> TASK DETAILS: Copy out the lines from the one with "the wave, a" to the one with "x=499, y=338", changing "wave" to "swell" and keeping everything else the same.

════════════════

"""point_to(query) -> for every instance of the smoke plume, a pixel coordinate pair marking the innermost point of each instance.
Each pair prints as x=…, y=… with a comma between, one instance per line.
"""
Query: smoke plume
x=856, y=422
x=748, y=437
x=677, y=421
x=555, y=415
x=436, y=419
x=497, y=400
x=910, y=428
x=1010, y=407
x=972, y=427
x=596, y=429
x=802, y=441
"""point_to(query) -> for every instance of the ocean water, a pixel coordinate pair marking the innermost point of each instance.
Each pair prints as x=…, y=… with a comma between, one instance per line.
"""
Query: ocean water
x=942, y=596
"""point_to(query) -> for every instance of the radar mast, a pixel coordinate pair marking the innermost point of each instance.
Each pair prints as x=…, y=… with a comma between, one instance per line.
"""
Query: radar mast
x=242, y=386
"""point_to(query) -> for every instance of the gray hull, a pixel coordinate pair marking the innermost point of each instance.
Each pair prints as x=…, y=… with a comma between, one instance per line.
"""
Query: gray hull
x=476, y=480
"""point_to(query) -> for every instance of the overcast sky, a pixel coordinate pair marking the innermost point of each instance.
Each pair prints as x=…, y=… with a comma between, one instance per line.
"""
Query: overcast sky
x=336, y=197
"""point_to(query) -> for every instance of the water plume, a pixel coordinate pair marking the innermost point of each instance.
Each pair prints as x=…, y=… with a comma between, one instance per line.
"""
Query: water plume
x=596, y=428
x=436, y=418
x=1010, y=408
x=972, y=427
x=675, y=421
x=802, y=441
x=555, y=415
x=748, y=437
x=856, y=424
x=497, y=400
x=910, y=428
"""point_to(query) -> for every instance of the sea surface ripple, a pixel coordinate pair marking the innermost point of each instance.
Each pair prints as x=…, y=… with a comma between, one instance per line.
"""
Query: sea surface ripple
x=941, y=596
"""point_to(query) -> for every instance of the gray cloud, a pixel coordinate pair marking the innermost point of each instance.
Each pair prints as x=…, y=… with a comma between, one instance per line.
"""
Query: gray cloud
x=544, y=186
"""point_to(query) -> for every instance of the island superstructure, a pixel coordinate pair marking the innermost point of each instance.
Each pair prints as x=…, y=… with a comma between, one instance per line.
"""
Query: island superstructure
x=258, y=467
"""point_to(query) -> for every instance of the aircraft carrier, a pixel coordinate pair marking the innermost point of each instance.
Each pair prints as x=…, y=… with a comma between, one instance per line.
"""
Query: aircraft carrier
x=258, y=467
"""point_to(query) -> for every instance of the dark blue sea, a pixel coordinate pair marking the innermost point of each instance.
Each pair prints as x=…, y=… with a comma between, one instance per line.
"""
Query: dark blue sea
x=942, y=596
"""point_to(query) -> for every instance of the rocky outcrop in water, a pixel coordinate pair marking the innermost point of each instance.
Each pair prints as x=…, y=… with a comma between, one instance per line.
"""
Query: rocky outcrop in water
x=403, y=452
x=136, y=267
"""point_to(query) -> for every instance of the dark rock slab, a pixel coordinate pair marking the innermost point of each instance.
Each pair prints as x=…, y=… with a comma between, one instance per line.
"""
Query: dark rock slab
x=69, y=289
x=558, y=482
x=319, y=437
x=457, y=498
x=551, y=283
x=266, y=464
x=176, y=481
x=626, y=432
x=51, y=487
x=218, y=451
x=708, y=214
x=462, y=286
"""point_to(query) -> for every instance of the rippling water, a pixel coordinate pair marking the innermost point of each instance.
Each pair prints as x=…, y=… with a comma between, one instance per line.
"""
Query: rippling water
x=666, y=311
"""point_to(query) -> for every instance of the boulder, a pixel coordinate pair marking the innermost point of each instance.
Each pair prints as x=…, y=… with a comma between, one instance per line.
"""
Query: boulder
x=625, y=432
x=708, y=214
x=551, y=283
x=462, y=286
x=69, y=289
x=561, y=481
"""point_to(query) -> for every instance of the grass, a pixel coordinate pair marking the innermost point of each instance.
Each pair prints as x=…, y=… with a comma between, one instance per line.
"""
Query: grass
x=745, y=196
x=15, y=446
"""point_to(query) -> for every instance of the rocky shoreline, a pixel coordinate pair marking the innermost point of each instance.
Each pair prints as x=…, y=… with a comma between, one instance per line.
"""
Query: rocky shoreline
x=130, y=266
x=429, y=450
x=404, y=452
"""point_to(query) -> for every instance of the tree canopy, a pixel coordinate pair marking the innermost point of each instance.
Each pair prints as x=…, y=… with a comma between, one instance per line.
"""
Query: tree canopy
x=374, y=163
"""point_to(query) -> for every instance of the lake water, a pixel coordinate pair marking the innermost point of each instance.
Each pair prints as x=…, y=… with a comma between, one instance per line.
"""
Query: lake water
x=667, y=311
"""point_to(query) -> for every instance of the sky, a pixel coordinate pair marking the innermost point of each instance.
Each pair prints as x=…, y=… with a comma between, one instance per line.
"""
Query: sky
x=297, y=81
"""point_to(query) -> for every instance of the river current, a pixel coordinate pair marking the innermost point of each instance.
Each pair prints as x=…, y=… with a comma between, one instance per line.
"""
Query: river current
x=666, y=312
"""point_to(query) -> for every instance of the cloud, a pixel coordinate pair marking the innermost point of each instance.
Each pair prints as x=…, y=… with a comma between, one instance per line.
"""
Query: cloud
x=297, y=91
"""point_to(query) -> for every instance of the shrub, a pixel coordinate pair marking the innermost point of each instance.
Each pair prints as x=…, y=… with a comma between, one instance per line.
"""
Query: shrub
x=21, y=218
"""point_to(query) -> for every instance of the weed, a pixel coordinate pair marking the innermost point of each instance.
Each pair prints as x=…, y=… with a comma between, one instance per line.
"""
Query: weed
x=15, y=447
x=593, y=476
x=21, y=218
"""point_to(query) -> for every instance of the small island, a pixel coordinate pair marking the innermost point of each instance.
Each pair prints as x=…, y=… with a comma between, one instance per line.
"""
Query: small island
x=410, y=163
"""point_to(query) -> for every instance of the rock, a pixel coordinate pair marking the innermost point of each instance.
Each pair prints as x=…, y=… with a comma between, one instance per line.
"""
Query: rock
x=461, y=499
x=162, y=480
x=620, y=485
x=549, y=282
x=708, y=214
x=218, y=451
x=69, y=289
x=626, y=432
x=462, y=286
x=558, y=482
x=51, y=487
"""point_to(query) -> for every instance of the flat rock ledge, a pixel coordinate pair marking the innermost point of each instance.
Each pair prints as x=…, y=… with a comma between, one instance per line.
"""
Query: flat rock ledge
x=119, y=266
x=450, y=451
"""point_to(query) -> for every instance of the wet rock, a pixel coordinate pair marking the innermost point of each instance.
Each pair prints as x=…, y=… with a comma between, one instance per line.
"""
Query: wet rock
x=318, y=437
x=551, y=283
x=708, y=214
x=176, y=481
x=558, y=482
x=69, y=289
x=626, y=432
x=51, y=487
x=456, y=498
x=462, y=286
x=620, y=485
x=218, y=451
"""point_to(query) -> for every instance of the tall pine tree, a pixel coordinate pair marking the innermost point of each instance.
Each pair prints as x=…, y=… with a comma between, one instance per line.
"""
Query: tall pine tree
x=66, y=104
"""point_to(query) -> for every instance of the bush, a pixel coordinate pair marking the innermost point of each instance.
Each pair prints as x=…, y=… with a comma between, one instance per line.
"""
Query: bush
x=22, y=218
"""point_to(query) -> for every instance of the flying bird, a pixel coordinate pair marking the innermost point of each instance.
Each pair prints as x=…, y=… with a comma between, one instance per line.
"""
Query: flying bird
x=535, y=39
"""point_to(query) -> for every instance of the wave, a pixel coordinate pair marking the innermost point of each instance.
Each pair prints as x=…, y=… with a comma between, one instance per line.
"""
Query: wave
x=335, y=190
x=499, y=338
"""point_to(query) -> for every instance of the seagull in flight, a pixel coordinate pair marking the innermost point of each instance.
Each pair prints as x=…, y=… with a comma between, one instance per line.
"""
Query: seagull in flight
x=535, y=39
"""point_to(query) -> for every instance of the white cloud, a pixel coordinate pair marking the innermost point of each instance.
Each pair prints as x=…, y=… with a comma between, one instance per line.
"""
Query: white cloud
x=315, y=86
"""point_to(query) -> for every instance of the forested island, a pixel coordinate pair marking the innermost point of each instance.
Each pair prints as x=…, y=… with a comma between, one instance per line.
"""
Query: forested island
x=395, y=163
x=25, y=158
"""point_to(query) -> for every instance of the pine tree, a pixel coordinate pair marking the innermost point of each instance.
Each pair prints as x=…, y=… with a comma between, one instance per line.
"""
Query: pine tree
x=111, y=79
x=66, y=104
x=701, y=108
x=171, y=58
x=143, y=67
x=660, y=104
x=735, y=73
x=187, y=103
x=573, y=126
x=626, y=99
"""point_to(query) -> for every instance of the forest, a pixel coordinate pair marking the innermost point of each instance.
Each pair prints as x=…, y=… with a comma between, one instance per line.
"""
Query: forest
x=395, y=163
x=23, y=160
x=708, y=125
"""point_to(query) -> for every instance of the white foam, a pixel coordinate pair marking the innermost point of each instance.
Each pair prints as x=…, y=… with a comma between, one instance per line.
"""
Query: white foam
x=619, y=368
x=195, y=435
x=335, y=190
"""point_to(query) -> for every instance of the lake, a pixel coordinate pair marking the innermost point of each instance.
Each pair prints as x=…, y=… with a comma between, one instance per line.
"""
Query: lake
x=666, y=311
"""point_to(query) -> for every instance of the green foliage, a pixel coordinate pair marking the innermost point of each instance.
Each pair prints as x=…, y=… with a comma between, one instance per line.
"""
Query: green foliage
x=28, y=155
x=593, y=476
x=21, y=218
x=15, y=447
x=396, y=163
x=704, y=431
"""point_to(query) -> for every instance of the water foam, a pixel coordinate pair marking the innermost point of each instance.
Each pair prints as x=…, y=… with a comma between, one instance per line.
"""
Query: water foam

════════════════

> PROBLEM SOLUTION:
"""point_to(query) -> for every instance of the swell, a pixel coordinate pair marking the innermost point of each instance.
Each pair prints as x=…, y=… with a comma between, one instance per line.
"""
Query: swell
x=335, y=190
x=499, y=338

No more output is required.